Locate every line in the data below that contains the string "stone". Copy each of those lines out in full.
>> START TASK MATERIAL
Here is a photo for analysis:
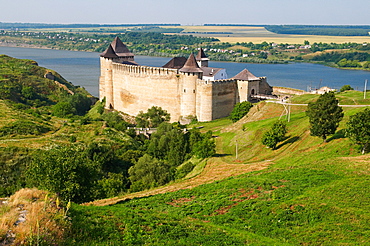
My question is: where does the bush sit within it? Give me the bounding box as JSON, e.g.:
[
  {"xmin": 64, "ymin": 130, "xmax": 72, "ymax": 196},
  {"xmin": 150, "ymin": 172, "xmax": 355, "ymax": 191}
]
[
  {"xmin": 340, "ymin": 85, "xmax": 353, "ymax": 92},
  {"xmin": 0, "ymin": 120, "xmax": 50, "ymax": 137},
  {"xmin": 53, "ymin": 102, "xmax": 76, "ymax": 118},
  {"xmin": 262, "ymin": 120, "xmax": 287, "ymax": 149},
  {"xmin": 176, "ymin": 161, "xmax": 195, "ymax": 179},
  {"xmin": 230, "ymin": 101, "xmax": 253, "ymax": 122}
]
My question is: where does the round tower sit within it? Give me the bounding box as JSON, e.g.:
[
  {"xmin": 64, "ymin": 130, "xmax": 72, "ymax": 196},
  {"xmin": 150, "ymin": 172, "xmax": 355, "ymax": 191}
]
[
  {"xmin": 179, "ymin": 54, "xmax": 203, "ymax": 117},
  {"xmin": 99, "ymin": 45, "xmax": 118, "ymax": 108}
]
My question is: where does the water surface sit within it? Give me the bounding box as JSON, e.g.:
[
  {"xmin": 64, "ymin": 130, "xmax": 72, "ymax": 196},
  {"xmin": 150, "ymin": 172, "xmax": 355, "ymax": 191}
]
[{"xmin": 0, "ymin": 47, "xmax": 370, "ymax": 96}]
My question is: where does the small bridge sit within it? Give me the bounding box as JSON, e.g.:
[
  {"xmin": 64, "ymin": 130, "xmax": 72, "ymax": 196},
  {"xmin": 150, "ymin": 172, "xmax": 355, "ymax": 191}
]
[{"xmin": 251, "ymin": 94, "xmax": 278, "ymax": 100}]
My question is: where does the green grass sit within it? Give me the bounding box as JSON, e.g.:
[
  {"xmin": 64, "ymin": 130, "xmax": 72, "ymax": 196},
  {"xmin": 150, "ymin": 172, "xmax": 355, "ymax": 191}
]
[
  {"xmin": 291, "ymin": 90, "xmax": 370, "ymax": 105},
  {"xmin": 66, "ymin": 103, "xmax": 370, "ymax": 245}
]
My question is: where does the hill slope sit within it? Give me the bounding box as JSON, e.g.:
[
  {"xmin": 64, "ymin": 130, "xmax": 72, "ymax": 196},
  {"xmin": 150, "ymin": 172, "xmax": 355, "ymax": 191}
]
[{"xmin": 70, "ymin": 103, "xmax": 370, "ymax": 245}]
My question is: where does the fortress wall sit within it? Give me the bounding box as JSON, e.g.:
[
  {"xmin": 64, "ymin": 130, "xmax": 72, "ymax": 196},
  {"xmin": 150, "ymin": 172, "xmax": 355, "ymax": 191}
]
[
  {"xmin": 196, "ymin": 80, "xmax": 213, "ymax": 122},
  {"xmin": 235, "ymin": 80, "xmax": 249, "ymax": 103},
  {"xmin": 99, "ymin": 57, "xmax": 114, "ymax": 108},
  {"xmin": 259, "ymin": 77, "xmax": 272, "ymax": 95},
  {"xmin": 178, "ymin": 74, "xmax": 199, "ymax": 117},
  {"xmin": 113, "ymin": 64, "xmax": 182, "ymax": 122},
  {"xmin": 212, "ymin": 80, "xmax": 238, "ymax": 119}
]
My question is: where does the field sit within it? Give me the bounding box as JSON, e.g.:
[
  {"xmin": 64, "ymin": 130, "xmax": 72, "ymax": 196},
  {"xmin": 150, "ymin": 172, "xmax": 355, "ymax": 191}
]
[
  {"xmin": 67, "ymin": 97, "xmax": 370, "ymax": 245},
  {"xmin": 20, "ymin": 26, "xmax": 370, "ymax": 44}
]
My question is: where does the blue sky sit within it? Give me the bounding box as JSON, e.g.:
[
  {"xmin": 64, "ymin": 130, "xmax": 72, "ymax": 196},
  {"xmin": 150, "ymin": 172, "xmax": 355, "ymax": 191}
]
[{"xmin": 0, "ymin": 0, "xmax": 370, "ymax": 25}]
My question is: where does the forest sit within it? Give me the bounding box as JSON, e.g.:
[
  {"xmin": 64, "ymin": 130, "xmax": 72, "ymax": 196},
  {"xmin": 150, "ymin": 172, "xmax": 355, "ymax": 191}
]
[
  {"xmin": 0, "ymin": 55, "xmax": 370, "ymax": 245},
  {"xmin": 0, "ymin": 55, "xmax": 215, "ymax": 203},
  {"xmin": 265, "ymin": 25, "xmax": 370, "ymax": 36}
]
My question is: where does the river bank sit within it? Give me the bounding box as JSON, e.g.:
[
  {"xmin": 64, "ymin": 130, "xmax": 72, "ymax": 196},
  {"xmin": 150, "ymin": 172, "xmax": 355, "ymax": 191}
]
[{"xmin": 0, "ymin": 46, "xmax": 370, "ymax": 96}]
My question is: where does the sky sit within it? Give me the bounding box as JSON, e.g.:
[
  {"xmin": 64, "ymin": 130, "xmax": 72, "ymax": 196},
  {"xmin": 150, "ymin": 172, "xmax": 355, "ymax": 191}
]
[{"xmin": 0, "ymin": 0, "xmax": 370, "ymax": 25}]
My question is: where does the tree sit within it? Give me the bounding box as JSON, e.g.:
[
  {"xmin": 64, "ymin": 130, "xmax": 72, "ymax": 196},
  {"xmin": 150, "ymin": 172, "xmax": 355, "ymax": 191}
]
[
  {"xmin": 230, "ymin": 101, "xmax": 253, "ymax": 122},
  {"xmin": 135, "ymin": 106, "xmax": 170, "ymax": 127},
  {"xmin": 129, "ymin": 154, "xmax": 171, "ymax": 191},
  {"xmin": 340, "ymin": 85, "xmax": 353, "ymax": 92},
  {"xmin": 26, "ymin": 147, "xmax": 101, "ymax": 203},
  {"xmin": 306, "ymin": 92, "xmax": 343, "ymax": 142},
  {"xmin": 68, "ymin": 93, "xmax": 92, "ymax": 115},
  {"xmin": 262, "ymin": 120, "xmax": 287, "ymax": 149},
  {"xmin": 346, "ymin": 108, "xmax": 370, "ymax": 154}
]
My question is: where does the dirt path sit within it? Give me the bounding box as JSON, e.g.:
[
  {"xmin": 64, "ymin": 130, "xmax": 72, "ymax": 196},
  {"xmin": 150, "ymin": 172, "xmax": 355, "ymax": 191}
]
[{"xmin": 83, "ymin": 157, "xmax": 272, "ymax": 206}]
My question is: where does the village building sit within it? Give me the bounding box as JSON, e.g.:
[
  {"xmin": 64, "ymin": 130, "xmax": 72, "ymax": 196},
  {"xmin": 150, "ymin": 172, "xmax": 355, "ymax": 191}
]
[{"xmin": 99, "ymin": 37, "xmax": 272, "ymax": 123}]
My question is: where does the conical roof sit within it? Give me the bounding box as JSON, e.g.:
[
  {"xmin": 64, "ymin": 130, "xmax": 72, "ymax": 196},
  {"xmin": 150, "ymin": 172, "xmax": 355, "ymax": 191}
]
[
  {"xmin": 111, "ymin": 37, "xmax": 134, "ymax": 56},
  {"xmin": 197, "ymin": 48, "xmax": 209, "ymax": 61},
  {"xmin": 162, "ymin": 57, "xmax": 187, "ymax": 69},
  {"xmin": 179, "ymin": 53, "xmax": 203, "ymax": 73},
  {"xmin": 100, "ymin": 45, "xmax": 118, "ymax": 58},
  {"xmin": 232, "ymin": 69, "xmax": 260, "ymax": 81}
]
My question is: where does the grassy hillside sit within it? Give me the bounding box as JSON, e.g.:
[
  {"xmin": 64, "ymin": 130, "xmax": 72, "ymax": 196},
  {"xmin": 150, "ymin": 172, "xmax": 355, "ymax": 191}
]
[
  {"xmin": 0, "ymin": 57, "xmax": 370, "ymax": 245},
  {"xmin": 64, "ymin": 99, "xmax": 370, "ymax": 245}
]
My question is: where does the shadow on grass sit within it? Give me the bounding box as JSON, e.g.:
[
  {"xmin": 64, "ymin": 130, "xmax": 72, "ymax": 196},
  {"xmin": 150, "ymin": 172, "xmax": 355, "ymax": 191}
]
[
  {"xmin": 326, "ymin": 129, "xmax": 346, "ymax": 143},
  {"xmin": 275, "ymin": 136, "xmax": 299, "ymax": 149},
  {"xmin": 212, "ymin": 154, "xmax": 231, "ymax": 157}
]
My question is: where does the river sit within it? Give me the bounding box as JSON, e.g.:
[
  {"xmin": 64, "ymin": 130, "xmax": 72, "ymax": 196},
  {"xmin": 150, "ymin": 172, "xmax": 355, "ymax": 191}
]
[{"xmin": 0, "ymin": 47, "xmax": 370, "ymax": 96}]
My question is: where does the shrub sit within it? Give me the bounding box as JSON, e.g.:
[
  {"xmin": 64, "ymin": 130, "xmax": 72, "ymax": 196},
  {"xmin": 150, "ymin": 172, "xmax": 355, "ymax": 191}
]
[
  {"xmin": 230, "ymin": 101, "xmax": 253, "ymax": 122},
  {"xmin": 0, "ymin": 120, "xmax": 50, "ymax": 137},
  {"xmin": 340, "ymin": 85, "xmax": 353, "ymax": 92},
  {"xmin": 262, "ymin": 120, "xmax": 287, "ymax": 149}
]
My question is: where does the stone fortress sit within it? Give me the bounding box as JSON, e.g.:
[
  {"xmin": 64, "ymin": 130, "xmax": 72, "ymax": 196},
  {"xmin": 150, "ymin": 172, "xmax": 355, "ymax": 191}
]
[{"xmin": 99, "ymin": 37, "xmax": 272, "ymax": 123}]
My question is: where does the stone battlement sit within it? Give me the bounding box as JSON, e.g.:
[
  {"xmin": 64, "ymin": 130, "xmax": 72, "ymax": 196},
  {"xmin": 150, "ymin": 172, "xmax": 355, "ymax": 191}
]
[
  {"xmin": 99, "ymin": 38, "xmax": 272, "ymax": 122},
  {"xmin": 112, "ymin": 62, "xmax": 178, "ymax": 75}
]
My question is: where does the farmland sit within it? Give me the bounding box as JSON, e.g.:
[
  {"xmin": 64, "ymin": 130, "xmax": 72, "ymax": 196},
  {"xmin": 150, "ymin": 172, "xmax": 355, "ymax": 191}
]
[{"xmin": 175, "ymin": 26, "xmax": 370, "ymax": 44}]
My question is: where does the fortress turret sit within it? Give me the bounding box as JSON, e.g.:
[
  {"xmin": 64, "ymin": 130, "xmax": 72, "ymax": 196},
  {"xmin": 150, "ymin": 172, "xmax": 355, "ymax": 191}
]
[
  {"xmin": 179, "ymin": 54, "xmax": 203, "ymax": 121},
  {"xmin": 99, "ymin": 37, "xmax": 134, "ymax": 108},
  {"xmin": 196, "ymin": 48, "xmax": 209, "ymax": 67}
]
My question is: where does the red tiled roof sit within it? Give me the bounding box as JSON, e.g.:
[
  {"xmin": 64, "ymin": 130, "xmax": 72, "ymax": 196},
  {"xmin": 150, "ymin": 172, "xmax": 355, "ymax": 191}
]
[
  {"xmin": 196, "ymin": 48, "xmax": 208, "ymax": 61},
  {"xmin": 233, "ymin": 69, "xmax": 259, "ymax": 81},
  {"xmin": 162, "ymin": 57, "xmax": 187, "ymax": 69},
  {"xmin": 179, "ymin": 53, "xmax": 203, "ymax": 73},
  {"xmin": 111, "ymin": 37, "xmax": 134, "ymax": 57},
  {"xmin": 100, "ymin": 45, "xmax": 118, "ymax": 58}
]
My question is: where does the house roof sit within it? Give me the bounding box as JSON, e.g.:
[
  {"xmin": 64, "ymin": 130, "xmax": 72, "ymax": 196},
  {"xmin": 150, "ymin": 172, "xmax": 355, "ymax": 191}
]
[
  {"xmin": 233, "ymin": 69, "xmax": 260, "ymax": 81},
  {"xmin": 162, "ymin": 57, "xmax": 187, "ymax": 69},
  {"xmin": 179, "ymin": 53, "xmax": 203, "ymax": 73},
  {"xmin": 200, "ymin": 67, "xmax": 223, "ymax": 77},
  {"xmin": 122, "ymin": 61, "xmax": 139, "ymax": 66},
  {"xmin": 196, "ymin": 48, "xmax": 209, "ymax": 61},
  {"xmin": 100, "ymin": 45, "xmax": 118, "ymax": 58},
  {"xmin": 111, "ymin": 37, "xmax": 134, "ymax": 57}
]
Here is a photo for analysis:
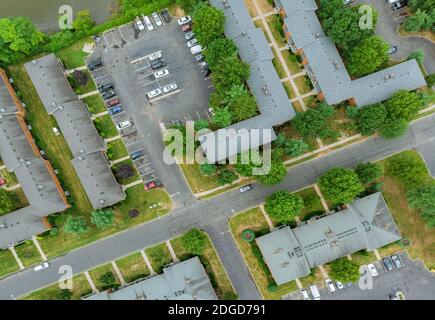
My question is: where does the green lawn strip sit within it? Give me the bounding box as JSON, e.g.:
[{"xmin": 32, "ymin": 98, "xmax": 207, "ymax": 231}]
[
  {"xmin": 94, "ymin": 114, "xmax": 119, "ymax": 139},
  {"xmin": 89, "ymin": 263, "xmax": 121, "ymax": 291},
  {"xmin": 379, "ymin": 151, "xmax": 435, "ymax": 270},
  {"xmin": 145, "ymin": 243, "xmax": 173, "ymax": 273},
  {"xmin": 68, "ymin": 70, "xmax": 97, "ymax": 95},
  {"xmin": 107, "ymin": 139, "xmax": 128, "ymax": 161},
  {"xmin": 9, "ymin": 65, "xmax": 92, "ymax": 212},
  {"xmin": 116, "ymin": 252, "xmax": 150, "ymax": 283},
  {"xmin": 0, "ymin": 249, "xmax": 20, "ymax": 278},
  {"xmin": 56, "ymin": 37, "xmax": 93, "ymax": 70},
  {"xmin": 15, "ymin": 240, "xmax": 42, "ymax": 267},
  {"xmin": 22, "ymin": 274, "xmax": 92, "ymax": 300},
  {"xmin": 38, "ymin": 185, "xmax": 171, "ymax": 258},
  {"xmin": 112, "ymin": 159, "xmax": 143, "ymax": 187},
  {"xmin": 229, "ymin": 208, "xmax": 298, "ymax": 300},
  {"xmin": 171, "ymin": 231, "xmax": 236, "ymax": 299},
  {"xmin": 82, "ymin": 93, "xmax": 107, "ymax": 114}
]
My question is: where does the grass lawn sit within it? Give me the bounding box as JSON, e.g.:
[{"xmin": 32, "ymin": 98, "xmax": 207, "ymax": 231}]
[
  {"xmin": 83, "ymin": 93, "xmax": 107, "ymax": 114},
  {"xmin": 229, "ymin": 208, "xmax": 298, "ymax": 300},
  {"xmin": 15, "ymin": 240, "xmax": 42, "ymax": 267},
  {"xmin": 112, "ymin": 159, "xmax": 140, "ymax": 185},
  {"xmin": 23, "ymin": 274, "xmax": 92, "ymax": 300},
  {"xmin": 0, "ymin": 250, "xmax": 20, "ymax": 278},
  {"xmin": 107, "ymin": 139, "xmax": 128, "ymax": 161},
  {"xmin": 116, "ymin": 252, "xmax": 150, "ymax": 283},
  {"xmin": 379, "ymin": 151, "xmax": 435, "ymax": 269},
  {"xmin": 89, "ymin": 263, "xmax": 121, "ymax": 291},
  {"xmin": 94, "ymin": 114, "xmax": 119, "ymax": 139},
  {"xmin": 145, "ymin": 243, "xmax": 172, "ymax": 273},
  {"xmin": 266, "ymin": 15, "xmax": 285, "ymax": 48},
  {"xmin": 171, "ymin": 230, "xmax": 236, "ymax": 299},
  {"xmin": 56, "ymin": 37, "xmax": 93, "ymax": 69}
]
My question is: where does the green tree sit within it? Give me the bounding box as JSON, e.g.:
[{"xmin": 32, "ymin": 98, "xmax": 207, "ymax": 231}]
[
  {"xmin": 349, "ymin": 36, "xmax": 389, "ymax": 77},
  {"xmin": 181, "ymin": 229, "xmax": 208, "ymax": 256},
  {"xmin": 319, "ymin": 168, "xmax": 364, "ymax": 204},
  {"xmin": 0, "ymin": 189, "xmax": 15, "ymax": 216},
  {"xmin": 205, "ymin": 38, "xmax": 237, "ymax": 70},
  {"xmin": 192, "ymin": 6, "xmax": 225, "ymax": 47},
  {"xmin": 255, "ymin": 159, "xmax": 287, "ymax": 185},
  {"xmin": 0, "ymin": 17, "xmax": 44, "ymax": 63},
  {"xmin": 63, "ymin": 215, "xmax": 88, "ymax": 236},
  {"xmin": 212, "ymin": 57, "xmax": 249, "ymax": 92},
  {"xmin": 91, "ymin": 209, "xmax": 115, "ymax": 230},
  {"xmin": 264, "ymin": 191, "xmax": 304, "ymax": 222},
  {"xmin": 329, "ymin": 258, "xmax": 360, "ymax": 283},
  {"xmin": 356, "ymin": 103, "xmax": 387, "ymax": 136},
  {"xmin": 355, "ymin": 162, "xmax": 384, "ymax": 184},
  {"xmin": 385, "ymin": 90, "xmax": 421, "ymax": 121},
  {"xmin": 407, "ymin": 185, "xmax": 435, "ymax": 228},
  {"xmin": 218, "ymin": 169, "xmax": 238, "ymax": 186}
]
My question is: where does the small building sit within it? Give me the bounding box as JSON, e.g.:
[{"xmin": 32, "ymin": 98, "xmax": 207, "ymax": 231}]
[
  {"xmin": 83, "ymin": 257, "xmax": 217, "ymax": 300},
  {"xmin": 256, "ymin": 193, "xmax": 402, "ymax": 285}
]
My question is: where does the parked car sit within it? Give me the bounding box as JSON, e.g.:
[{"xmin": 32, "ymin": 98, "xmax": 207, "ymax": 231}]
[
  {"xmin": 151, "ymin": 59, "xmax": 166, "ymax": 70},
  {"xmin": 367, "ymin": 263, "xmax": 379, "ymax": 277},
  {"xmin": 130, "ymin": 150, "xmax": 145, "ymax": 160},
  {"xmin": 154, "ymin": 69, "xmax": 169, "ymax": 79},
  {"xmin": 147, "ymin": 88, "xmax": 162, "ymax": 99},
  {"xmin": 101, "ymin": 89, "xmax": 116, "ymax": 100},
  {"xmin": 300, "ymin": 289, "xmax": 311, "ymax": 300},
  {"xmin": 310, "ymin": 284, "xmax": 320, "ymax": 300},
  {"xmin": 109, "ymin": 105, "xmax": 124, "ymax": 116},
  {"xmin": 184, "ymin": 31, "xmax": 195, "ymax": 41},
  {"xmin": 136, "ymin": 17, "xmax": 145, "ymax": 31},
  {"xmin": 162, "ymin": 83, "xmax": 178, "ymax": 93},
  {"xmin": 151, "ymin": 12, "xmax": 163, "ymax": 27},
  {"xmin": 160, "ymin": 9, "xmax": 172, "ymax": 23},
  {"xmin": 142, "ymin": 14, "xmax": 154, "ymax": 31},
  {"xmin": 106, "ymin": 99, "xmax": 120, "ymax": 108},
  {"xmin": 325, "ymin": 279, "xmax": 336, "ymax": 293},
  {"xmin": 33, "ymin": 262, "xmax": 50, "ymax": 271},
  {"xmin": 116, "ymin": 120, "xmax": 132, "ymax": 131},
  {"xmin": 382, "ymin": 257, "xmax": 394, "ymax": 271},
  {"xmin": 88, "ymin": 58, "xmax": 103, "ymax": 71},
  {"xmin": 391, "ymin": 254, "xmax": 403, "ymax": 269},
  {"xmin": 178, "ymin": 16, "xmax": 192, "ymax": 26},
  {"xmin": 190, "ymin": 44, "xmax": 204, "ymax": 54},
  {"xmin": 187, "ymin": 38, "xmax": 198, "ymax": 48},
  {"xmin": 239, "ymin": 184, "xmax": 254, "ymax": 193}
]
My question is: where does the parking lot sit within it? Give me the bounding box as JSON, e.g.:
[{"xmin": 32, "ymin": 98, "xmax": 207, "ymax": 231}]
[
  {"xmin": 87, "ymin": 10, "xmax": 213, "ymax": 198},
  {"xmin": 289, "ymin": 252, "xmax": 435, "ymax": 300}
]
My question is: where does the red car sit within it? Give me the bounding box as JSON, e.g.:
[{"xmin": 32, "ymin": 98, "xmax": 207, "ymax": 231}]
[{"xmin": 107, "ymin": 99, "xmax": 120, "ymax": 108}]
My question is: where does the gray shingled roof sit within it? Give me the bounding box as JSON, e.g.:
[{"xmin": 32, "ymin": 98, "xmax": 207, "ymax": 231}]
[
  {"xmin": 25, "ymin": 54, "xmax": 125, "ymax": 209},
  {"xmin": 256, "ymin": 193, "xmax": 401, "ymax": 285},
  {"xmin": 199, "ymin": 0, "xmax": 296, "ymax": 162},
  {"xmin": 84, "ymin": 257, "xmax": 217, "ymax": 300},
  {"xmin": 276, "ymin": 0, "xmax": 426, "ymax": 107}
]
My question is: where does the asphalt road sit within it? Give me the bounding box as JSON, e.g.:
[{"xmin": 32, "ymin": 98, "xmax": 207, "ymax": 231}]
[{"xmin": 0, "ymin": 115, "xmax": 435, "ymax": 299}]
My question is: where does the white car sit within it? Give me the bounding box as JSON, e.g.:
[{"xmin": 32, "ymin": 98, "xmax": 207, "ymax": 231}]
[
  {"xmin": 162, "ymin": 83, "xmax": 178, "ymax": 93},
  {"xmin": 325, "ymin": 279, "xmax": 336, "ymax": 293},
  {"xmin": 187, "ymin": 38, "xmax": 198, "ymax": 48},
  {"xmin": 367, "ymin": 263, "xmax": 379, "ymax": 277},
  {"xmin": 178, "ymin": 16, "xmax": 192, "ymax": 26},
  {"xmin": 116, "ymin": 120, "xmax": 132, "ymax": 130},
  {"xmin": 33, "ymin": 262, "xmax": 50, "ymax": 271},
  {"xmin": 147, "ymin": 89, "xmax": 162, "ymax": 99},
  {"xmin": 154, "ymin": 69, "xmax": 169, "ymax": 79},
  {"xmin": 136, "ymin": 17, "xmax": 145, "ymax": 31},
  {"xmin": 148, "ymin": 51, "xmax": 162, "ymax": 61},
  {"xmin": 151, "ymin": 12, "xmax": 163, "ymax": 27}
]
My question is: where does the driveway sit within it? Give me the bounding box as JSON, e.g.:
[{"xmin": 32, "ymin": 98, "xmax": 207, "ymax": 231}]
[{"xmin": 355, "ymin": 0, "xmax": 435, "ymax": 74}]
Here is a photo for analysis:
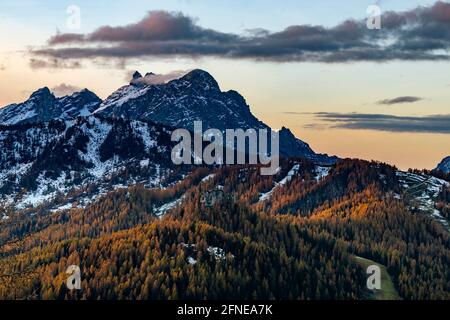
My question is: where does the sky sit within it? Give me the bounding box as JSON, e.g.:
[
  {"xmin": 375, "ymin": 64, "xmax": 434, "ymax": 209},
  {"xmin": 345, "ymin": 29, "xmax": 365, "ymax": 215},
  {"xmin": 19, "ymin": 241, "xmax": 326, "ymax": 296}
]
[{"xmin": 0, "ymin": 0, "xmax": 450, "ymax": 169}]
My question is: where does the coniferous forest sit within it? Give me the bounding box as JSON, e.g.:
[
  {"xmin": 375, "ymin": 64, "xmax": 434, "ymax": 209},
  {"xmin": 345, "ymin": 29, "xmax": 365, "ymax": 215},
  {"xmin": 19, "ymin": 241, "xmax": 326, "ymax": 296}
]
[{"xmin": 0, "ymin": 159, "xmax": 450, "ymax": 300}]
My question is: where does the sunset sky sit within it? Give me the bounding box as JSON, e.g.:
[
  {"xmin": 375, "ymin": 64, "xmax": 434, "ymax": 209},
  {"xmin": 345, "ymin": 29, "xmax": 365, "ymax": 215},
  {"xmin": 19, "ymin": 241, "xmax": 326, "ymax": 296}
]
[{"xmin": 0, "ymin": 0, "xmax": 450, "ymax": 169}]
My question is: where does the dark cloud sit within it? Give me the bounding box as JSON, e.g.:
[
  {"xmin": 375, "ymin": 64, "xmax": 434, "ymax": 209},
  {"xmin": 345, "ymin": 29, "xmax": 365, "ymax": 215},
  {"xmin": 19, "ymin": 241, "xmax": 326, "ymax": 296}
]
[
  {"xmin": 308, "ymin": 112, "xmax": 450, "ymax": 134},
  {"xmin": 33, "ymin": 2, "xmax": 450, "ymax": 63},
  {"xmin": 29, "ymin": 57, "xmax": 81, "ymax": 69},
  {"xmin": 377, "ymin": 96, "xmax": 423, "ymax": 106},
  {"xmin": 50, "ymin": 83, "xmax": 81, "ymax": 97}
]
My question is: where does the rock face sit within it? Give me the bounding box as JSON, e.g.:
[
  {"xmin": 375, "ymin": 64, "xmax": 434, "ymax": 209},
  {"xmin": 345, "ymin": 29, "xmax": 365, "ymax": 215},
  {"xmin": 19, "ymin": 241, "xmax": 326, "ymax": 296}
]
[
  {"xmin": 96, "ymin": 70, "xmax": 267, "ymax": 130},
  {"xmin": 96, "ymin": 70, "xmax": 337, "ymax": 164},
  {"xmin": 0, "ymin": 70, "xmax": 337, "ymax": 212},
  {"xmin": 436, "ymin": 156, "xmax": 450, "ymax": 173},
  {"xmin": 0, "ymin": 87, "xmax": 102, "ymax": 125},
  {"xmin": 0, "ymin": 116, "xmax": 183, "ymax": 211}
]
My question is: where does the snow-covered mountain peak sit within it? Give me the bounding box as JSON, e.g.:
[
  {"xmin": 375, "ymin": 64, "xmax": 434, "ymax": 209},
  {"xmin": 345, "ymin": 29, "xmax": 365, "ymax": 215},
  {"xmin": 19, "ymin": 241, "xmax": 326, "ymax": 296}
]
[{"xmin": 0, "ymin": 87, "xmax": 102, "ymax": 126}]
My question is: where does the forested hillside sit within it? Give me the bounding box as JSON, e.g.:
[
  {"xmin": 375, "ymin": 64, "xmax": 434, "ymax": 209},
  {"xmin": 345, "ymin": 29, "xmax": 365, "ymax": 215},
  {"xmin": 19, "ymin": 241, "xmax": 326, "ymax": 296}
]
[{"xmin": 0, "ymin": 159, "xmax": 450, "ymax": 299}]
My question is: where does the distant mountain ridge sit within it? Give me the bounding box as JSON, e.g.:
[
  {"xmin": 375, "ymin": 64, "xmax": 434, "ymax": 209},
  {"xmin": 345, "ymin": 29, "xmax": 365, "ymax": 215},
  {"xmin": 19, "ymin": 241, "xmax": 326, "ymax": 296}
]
>> END TASK MATERIAL
EXERCISE RESPONSE –
My question is: where does the stone fortress sit within it? Give me the bounding box as JSON, e.g.:
My question is: where does the stone battlement sit within it? Give me the bounding box as JSON, e.g.:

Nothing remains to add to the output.